» EXERCISE AIM: Please print every one of the entries below word for word, omitting the images.
+ + +
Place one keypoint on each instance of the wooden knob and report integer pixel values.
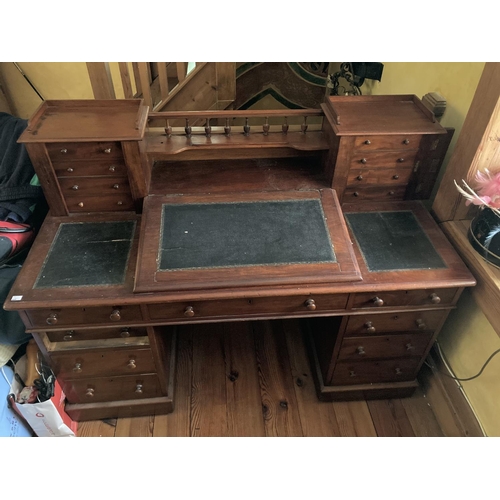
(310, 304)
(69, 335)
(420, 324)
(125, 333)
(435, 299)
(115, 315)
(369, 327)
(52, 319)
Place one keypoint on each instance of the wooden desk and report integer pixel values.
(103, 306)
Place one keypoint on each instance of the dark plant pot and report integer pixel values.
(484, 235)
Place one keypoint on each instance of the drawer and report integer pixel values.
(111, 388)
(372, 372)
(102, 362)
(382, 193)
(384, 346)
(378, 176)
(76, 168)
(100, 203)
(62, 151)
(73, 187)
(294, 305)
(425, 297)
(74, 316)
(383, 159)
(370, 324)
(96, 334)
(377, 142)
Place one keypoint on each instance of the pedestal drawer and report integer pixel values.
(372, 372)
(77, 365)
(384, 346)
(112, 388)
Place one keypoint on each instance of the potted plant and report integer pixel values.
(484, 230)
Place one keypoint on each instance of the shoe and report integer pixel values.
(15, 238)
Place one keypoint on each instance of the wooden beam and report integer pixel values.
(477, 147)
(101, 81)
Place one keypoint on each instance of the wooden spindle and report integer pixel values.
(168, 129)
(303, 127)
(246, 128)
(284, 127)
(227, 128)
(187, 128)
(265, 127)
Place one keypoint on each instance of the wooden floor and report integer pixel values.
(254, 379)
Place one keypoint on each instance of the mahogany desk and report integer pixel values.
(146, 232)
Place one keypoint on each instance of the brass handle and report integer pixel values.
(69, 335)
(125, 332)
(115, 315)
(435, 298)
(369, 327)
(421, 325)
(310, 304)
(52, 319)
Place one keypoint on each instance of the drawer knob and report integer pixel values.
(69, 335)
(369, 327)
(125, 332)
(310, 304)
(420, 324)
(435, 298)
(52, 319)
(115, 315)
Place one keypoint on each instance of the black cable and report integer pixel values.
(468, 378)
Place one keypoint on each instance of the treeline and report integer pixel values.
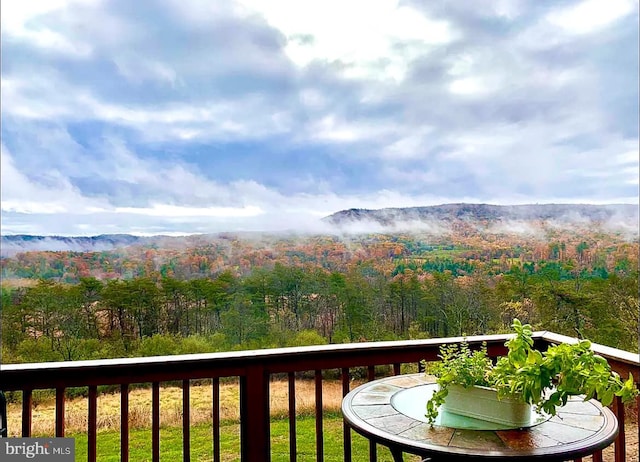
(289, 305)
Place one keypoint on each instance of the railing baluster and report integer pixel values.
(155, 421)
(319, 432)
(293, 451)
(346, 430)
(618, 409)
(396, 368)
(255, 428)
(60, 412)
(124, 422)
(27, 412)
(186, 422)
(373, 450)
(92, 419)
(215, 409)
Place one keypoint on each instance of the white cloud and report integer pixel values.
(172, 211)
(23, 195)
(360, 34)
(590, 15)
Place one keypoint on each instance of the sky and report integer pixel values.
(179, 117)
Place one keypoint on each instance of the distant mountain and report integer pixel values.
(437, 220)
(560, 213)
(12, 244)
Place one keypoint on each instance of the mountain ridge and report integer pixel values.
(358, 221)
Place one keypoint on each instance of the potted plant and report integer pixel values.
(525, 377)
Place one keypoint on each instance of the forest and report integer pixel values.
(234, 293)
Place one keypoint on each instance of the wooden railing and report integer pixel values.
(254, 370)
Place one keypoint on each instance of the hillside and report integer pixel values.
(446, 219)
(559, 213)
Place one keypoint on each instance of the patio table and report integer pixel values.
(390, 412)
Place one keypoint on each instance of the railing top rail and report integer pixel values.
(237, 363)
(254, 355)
+ + +
» RESULT OF THE EXERCISE:
Place one keypoint on each instance of the wooden knob and report integer pixel values.
(310, 304)
(69, 335)
(420, 324)
(125, 333)
(435, 299)
(115, 315)
(369, 327)
(52, 319)
Place one keypoint on each instance of the wooden desk and report integer pixel values.
(103, 306)
Place one keypoint on each instance of the dark plant pot and report integer pixel values.
(484, 235)
Place one keypoint on each instance of the drawer and report integer pixel values.
(111, 388)
(372, 372)
(102, 362)
(382, 193)
(384, 346)
(378, 176)
(76, 168)
(100, 203)
(62, 151)
(73, 187)
(294, 305)
(425, 297)
(74, 316)
(383, 159)
(370, 324)
(96, 334)
(377, 142)
Place one keypoint on each instance of the pedestal drawer and report integer pixel values.
(372, 372)
(77, 365)
(384, 346)
(112, 388)
Place one keypoint on each instance of the potted plant and report integer pixel values.
(484, 230)
Place one keypoint on each instance of the shoe and report integer pixel values.
(15, 238)
Place one keypoint on each instance of the wooden beam and report integer pixel values.
(477, 147)
(101, 81)
Place one keypoint on each instance of the wooden spindle and report integer pixel values.
(168, 129)
(303, 127)
(246, 128)
(284, 127)
(227, 128)
(187, 128)
(265, 127)
Place one keypoint on each instance of the wooden floor and report integer pixel values.
(254, 379)
Place one keypoint on each instance of the mahogany desk and report integer pixel values.
(146, 232)
Place one keypoint on each instance of the brass handle and report integer pixel values.
(69, 335)
(125, 332)
(115, 315)
(435, 298)
(369, 327)
(421, 325)
(310, 304)
(52, 319)
Place one keypoint on each instance of the drawer knob and report integer pixel values.
(69, 335)
(369, 327)
(125, 332)
(310, 304)
(420, 324)
(435, 298)
(52, 319)
(115, 315)
Place one keypoint on each instance of the black cable and report integer pixel values.
(468, 378)
Place one keypoint on each instance of the treeline and report integer pixel values.
(289, 305)
Place one keypoint on each instance of the railing baluster and report integer pixel values.
(155, 421)
(319, 432)
(293, 451)
(346, 430)
(618, 409)
(396, 368)
(255, 428)
(60, 412)
(124, 422)
(27, 412)
(186, 422)
(373, 450)
(92, 419)
(215, 409)
Place one keypoint on each instance of the white cloud and report integer pixel values.
(172, 211)
(23, 195)
(360, 34)
(590, 15)
Place one keypoint on each instance of the sky and report integer pixel values.
(179, 117)
Place one keypoint on each instance of the distant mountain and report integer pixel values.
(437, 220)
(560, 213)
(12, 244)
Place one keypoint on each instance of the mountain ridge and report integer pixel values.
(358, 221)
Place one keypoint on each instance of the potted plant and report integer pixel values.
(525, 377)
Place one keypoint on each instance of the forest and report integer pixel values.
(234, 293)
Place one keypoint on each instance of the wooden railing and report integer pixel values.
(254, 370)
Place one keypoint on each instance of the hillside and report integer pixel values.
(446, 219)
(559, 213)
Place one keypoint on each instance of the patio table and report integer pixel values.
(390, 412)
Place one keypoint on each instance of the railing top rail and report integer pixel values.
(237, 363)
(254, 355)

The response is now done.